#### What needs to be done:
Each record should reappear exactly in your answer, minus any picture.

***** Input data *****

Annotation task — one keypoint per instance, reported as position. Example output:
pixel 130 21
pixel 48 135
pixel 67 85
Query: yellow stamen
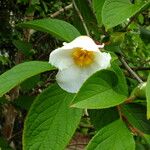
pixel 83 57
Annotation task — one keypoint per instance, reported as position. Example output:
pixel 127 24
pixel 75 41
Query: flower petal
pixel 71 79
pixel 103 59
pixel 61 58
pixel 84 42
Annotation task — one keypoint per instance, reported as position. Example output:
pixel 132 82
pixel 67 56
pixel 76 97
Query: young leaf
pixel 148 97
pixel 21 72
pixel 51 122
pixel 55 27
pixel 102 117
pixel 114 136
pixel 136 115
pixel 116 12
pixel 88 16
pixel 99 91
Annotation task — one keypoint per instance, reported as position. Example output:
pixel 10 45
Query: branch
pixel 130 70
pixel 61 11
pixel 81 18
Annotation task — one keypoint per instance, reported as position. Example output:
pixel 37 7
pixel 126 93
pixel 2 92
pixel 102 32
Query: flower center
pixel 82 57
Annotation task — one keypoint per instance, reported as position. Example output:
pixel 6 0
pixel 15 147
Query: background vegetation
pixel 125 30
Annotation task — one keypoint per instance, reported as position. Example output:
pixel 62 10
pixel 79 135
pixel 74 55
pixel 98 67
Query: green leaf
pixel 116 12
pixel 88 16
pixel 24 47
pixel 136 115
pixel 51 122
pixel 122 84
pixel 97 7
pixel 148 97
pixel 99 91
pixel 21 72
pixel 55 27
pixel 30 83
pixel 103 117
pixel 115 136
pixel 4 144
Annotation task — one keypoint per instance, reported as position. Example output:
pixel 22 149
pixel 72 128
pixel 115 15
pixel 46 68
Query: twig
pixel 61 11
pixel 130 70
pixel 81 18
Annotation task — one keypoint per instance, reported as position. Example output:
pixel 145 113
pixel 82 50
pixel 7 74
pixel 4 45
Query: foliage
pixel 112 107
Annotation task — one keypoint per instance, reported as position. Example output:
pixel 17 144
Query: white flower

*****

#### Result of the task:
Annotation task — one keypoint per instance, reported as position. Example output:
pixel 130 21
pixel 48 135
pixel 67 85
Query: yellow stamen
pixel 83 57
Annotation task — one keypoint per instance, reported as position. Example output:
pixel 127 24
pixel 75 41
Query: flower petal
pixel 71 79
pixel 103 59
pixel 61 58
pixel 84 42
Annotation task — one keypoint per instance, reported as position. Example output:
pixel 132 82
pixel 67 56
pixel 76 97
Query: young leaf
pixel 148 97
pixel 21 72
pixel 51 122
pixel 55 27
pixel 102 117
pixel 114 136
pixel 136 115
pixel 116 12
pixel 88 16
pixel 99 91
Annotation task — one keypoint per instance, reported as position. Example output:
pixel 10 45
Query: branch
pixel 130 70
pixel 61 11
pixel 81 18
Annotation task — one keypoint per instance, reported as position. Example output:
pixel 37 7
pixel 126 93
pixel 2 92
pixel 102 32
Query: flower center
pixel 82 57
Annotation task — one keypoint per instance, reported as position. Example output:
pixel 6 0
pixel 15 147
Query: background vegetation
pixel 125 30
Annotation task — one keypoint per instance, reported as position. Example output:
pixel 62 10
pixel 79 135
pixel 74 55
pixel 98 67
Query: green leaf
pixel 116 12
pixel 88 16
pixel 24 47
pixel 136 115
pixel 51 122
pixel 122 84
pixel 97 7
pixel 148 97
pixel 99 91
pixel 21 72
pixel 55 27
pixel 30 83
pixel 103 117
pixel 115 136
pixel 4 144
Annotation task — one keypoint per instance, reported as position. Example output:
pixel 22 149
pixel 72 128
pixel 115 15
pixel 46 68
Query: twig
pixel 61 11
pixel 130 70
pixel 81 18
Annotation task — one keypoint per instance, reported as position. Example output:
pixel 145 113
pixel 82 50
pixel 7 74
pixel 4 45
Query: foliage
pixel 112 107
Annotation task — one keypoint per instance, reported as position. Example output:
pixel 17 144
Query: white flower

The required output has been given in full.